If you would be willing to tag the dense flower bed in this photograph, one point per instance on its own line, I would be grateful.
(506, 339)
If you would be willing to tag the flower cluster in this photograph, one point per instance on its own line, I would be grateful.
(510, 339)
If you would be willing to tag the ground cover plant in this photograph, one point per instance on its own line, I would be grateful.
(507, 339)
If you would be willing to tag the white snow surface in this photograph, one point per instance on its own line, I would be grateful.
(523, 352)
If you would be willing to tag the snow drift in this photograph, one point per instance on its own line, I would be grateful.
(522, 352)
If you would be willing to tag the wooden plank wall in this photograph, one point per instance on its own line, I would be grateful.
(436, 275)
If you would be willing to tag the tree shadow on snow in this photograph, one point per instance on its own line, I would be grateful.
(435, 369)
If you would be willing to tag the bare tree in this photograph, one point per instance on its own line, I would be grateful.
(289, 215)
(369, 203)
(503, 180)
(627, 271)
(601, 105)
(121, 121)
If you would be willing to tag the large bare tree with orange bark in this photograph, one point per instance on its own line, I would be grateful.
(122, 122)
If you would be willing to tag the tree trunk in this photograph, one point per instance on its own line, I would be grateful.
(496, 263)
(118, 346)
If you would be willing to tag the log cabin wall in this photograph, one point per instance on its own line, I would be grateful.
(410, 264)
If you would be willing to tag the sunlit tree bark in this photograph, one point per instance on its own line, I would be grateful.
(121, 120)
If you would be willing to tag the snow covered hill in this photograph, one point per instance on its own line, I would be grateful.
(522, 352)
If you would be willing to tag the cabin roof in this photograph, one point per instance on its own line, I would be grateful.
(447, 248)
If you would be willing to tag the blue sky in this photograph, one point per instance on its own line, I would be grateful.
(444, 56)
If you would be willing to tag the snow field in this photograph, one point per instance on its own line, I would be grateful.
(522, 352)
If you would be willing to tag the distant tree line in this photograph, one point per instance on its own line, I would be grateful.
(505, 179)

PROBLEM TO WORK ON =
I need all of the records above retyped exactly, please.

REPLY =
If you would be willing to tag the dense flower bed in this photograph, one point per instance on its own line, I would be grateful.
(506, 339)
If you would be willing to tag the flower cluster in this photograph, one point per instance on its own line, I would be grateful.
(510, 339)
If you would be willing to tag the ground cover plant in this photograph, one point per instance on its own line, I would be grateful.
(507, 339)
If you would be willing to tag the white snow surface in this photograph, one point per instance on its own line, I would be grateful.
(523, 352)
If you would be willing to tag the snow drift in this photograph, one point per instance on its own line, I would be grateful.
(522, 352)
If you would be willing to tag the wooden plank wall in this photograph, one point per instance on its own line, I would be grateful.
(436, 275)
If you would be willing to tag the tree shadow on snow in this photograph, one point per instance on its own line, I would be grateful.
(435, 369)
If you would be willing to tag the bare tree in this photograph, one point per instance on its own line, I would be grateful.
(289, 215)
(369, 203)
(503, 180)
(627, 271)
(601, 105)
(121, 121)
If you would be willing to tag the large bare tree with orange bark in this photograph, one point per instance on its own line, I would be grateful.
(122, 122)
If you would be willing to tag the tree trunk in this photograph, one point per instance on its own line, I would be grateful.
(496, 263)
(118, 346)
If you would be willing to tag the log cabin wall in this photograph, one point per instance on its own line, I would be grateful.
(410, 264)
If you would be willing to tag the sunlit tree bark in this photograph, one point per instance on its own line, I would be grateful.
(121, 120)
If you would be willing to tag the snow covered hill in this photograph, one point per instance on its own line, I would be grateful.
(522, 352)
If you would be willing to tag the cabin roof in this photograph, one point per instance on its own line, I would be grateful.
(447, 248)
If you would be willing to tag the blue sky in this photograph, one point per instance on its own line, I would be grateful.
(444, 56)
If you would be willing to tag the snow field in this photograph, one point per instance on its own line, I would be grateful.
(522, 352)
If you would be willing to tag the distant tree line in this photograph, one point per instance on its own line, I would be grateful.
(505, 179)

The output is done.